Given problem 1: Do statements (a), (b) and (c) below agree with the forum thread? For each, answer yes or no and quote the words of the thread that settle it. (a) JohnnyBoyUSMC says the BBC is independent. (b) CDG holds the news organizations entirely to blame. (c) CDG gives the Martin/Zimmerman case as an example.
Given problem 2: Can you copy, word for word, the passage of the forum thread that opens with the words containing "## CDG (May" and closes with "they were over.......something."?
BEGIN Page text
I don't think the BBC is independent at all....


----------



## JohnnyBoyUSMC (May 6, 2012)

didn't mean the bbc was independent, was referring to news sources (mainly online) that aren't owned by a corporation and such. The sad truth is that news is less about reporting the facts and what's happening and more about answering to a board of directors, share holders, and profits.


----------



## CDG (May 6, 2012)

JohnnyBoyUSMC said:


> The sad truth is that news is less about reporting the facts and what's happening and more about answering to a board of directors, share holders, and profits.


 
The news organizations are not completely to blame.  They really have no reason to change other than it being the ethically right thing to do.  People eat up the bullshit reporting these days.  Most people don't want facts, statistics, and objectivity.  They want sensationalism, opinion, and vitriolic diatribe.  If the majority of people demanded better journalism, we would see a change.  The Martin/Zimmerman case is a perfect example of this.  The majority of people didn't want facts and the truth, they wanted a reason to be on TV yelling, holding signs, marching, and doing whatever else to show outraged they were over.......something.
END Page text
BEGIN Data entries
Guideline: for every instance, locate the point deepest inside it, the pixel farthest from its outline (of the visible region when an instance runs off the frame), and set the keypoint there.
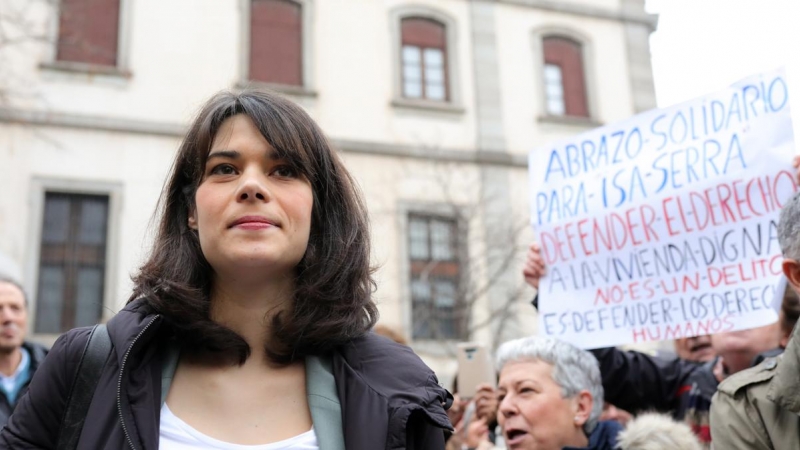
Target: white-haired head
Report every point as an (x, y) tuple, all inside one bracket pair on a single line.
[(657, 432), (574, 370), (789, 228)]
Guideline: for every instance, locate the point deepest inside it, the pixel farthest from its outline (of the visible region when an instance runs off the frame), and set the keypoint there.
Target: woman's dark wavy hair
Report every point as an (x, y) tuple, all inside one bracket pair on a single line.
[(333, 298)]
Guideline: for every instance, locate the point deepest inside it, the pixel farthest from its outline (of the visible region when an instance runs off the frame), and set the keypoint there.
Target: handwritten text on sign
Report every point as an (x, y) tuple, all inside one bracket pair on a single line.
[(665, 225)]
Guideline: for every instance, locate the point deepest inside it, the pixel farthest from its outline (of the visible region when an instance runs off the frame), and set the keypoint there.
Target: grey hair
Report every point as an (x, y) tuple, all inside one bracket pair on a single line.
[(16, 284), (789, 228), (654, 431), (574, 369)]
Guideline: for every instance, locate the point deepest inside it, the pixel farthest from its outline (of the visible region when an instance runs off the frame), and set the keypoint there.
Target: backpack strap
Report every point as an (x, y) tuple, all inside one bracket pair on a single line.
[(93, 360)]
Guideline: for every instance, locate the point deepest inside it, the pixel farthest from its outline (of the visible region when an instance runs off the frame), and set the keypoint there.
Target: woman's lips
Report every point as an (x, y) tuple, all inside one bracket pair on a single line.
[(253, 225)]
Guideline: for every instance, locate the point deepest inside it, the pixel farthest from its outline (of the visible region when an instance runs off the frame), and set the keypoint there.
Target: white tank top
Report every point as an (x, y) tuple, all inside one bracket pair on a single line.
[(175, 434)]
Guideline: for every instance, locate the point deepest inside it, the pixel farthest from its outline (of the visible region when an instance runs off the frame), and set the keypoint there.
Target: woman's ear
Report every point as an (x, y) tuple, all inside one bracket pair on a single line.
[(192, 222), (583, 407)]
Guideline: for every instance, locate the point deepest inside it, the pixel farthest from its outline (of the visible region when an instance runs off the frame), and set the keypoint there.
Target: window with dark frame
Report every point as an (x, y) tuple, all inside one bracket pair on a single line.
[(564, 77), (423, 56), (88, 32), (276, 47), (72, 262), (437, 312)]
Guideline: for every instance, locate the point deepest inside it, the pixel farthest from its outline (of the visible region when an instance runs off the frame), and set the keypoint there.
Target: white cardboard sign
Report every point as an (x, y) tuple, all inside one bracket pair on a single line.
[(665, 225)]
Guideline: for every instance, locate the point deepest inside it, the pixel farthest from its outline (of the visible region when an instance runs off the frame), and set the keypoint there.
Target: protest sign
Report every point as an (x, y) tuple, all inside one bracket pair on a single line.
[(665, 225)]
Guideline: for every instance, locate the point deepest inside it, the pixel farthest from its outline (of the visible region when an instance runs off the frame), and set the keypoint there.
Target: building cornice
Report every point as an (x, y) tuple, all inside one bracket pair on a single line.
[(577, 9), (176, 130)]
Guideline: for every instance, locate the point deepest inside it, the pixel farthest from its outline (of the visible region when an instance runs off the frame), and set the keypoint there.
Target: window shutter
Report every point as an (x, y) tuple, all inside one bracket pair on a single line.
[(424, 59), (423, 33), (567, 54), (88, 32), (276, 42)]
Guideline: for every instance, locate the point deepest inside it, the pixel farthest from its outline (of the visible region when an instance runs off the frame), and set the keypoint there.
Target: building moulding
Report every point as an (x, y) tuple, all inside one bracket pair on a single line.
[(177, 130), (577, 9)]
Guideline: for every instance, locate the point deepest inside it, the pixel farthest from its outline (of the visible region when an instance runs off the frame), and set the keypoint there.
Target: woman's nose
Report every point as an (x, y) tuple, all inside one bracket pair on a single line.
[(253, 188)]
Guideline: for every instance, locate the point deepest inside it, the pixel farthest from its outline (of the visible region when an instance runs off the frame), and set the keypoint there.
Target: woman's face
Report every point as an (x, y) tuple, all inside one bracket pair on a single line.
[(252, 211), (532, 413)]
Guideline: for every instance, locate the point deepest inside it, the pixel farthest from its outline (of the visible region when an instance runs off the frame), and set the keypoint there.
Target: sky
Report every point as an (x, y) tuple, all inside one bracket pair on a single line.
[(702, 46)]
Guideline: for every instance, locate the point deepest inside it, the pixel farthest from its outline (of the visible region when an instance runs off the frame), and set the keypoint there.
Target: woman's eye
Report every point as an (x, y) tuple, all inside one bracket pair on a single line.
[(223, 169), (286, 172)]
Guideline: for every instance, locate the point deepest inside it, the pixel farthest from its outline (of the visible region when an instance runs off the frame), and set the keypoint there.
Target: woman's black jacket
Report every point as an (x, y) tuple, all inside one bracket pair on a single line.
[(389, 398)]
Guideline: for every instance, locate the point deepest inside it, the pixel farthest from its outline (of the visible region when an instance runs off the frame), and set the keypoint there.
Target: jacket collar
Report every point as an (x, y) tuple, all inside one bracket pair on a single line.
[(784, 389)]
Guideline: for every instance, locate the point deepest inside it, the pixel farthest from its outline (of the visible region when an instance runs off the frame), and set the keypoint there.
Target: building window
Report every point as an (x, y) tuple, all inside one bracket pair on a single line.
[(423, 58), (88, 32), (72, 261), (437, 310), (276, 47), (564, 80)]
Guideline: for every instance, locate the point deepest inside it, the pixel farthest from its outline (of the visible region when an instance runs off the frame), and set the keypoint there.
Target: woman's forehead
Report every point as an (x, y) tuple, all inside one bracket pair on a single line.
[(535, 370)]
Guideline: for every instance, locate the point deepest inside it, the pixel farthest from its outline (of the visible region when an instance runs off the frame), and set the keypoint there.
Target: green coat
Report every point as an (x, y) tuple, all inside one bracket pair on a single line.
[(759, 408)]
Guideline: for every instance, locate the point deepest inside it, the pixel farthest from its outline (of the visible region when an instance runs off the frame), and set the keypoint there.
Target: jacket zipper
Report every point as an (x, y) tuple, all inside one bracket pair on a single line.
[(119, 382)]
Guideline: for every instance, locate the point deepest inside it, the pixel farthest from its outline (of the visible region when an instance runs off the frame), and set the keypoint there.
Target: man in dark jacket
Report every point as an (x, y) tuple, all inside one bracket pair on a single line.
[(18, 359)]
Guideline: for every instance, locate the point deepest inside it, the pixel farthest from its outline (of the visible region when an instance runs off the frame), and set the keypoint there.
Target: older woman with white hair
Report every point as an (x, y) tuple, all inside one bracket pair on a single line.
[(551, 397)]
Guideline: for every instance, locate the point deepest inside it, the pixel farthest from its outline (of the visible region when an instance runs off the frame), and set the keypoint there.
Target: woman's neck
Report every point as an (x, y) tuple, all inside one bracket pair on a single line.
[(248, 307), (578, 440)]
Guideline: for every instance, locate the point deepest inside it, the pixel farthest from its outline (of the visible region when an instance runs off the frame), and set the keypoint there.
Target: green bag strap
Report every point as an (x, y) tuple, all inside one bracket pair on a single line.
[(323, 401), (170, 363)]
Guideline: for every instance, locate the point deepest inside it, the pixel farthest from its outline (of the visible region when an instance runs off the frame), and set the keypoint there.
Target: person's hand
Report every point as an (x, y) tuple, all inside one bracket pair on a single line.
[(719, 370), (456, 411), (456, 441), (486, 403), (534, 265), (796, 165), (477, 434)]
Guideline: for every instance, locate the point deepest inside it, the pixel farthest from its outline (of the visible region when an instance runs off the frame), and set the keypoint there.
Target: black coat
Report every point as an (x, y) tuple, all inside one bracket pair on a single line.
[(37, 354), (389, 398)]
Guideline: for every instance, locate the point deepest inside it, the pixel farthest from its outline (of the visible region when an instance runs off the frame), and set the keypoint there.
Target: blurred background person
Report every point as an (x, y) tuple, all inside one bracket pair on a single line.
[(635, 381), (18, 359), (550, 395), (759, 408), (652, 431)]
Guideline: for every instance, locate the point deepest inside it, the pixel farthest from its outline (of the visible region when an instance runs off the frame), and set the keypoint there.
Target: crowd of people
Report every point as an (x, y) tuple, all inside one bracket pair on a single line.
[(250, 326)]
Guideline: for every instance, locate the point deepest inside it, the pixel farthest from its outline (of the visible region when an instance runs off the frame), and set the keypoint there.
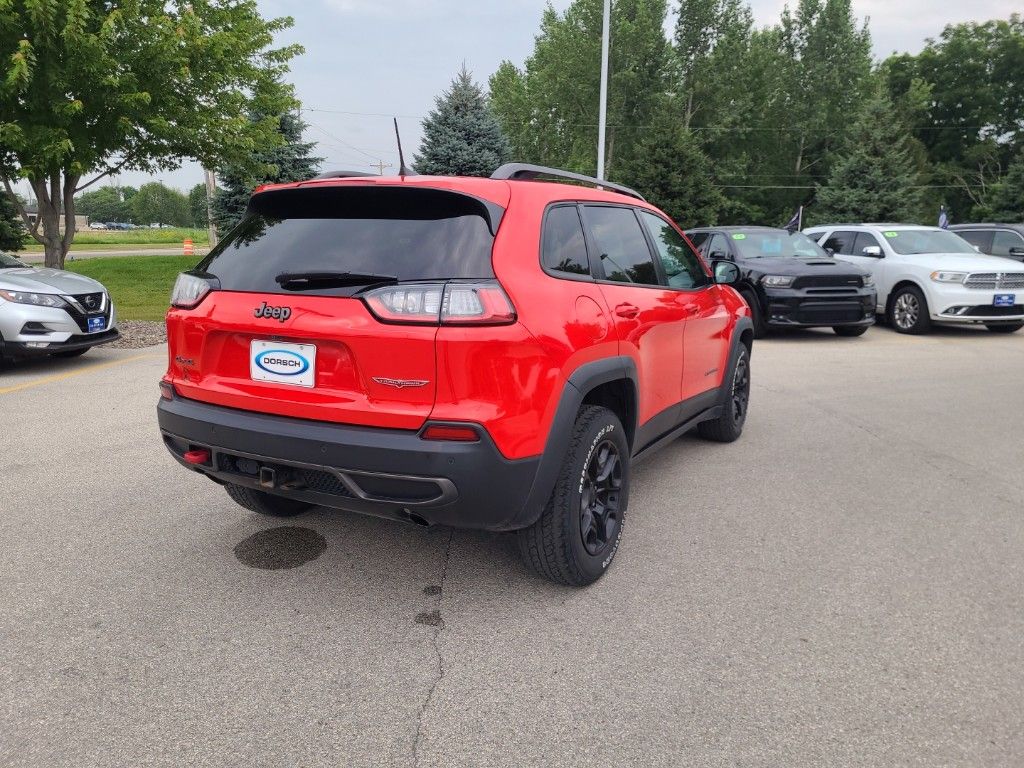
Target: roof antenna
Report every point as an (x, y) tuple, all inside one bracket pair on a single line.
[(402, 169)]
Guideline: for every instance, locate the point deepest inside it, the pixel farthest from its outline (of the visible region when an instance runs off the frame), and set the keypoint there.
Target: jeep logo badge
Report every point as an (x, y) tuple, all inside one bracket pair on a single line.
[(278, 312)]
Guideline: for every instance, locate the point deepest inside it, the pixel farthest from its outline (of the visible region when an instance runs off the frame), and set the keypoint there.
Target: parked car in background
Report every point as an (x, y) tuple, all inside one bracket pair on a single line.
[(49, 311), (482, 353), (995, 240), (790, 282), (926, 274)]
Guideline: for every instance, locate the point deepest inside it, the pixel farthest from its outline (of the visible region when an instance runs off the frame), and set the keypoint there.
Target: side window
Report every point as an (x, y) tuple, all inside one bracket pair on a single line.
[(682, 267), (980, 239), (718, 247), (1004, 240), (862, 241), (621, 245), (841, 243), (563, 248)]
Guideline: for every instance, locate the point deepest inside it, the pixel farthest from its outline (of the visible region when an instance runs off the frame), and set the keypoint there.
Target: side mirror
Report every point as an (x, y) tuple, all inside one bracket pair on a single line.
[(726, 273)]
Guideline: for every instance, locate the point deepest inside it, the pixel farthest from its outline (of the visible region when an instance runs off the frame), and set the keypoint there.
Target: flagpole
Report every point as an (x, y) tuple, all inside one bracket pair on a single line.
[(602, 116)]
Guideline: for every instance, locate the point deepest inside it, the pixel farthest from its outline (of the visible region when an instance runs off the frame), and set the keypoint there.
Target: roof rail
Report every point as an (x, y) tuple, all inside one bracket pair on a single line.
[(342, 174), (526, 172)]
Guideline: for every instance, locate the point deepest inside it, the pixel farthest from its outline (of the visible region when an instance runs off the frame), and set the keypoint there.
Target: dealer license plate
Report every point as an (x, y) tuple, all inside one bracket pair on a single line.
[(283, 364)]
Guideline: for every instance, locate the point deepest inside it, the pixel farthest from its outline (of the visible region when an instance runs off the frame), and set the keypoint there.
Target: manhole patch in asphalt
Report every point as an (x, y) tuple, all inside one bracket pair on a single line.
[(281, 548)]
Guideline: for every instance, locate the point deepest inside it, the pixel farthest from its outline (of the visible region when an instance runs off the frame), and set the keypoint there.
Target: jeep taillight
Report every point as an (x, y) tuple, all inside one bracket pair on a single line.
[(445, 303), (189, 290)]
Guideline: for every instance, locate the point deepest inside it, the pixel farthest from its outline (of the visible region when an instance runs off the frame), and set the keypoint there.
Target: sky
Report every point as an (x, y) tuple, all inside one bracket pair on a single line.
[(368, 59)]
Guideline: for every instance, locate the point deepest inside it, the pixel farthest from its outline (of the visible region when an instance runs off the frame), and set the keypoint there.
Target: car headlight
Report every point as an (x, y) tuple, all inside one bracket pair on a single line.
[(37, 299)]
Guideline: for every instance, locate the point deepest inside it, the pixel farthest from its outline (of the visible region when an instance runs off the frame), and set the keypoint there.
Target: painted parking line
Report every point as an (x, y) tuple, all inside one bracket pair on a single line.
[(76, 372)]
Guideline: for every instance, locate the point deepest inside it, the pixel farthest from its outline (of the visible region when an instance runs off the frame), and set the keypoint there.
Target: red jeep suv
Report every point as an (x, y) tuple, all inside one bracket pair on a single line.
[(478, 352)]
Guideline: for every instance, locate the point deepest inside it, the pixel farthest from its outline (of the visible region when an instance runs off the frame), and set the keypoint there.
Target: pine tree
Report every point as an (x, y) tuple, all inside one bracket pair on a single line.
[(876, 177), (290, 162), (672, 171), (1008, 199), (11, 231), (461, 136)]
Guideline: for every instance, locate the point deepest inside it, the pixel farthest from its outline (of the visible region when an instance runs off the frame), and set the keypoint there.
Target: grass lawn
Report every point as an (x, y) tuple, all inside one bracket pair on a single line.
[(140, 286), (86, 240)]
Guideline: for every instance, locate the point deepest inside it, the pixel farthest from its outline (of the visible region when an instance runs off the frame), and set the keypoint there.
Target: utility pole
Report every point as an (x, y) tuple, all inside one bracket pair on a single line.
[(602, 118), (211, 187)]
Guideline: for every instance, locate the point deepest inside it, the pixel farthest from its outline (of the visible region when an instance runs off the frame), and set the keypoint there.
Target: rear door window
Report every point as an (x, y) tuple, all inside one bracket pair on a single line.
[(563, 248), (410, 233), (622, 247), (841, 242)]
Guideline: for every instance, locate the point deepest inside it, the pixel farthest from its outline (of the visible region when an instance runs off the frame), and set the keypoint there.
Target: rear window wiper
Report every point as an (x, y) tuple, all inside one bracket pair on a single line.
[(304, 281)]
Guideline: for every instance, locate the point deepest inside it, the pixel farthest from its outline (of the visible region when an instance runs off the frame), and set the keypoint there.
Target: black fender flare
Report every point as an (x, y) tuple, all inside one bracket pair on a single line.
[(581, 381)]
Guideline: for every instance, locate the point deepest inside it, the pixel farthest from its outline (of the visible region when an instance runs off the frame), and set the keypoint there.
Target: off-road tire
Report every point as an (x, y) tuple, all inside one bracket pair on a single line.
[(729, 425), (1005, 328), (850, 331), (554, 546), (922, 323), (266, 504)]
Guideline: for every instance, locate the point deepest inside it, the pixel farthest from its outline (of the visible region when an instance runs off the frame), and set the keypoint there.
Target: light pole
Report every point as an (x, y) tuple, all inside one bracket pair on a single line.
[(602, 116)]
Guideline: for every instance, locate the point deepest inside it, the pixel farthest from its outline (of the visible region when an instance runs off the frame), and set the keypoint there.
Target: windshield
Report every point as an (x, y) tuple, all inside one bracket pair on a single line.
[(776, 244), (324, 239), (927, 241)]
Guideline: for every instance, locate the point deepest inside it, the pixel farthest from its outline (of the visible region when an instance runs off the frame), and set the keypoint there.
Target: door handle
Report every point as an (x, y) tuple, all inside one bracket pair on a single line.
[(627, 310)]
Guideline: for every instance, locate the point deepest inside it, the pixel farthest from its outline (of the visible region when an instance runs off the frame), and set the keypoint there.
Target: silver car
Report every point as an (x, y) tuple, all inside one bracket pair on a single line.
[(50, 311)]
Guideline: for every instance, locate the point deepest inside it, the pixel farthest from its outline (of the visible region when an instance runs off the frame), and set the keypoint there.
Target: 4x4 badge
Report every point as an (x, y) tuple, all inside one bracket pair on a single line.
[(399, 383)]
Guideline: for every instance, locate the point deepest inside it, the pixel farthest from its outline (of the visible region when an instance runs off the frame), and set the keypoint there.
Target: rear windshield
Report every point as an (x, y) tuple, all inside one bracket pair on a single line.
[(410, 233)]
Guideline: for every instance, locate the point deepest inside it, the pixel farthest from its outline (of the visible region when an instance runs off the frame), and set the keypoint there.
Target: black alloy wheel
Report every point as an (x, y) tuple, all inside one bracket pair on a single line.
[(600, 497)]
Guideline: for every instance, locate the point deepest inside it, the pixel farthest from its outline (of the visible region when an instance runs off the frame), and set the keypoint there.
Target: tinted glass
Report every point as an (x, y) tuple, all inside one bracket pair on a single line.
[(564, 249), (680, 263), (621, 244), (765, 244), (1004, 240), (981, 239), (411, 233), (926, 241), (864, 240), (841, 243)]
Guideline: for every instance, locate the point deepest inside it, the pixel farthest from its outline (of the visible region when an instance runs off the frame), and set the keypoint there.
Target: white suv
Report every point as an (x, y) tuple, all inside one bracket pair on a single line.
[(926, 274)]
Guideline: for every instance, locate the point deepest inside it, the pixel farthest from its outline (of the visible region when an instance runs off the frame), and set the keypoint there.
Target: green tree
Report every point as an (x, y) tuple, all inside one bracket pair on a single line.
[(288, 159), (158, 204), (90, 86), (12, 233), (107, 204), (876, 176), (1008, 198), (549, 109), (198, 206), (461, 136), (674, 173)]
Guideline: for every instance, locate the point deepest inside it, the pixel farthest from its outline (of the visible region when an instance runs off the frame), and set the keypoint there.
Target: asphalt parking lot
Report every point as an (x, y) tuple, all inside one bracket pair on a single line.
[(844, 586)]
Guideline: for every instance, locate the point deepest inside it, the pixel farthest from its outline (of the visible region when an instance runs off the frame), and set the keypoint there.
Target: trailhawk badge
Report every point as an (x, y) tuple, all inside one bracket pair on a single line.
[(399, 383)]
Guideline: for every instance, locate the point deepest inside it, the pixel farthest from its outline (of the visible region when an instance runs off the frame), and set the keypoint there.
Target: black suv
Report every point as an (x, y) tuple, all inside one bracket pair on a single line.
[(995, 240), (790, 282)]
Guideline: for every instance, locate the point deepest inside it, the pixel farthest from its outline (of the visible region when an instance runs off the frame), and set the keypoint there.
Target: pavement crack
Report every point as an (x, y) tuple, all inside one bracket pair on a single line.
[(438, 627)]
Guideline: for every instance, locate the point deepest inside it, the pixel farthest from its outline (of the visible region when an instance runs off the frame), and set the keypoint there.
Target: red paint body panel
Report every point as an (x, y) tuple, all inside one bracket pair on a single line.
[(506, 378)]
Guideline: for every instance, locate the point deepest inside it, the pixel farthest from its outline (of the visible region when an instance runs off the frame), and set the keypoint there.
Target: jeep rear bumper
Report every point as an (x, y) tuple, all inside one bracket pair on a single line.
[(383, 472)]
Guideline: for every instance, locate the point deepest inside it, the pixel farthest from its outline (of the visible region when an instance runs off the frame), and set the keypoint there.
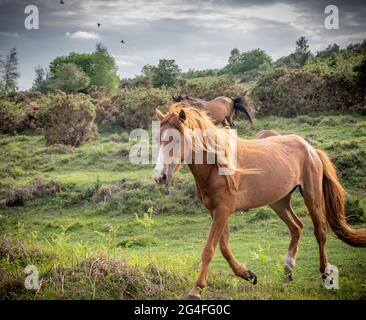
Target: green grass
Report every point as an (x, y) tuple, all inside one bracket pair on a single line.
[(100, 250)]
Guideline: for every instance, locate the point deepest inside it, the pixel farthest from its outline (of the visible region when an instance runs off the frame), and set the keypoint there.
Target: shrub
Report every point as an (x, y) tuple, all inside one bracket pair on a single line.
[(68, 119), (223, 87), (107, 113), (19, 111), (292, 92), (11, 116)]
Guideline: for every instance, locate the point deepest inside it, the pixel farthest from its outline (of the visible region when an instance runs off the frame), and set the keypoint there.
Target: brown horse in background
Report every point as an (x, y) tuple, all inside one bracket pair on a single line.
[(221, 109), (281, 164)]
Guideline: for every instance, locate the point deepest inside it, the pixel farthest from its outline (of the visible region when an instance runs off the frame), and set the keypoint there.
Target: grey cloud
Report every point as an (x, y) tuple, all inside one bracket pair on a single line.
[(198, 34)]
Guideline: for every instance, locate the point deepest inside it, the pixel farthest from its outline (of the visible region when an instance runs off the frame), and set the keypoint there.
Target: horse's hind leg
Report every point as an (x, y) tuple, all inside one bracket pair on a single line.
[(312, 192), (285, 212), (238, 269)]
END Data entries
Complete output 1:
(a) No: "didn't mean the bbc was independent"
(b) No: "The news organizations are not completely to blame."
(c) Yes: "The Martin/Zimmerman case is a perfect example of this."

Complete output 2:
## CDG (May 6, 2012)

JohnnyBoyUSMC said:


> The sad truth is that news is less about reporting the facts and what's happening and more about answering to a board of directors, share holders, and profits.


 
The news organizations are not completely to blame.  They really have no reason to change other than it being the ethically right thing to do.  People eat up the bullshit reporting these days.  Most people don't want facts, statistics, and objectivity.  They want sensationalism, opinion, and vitriolic diatribe.  If the majority of people demanded better journalism, we would see a change.  The Martin/Zimmerman case is a perfect example of this.  The majority of people didn't want facts and the truth, they wanted a reason to be on TV yelling, holding signs, marching, and doing whatever else to show outraged they were over.......something.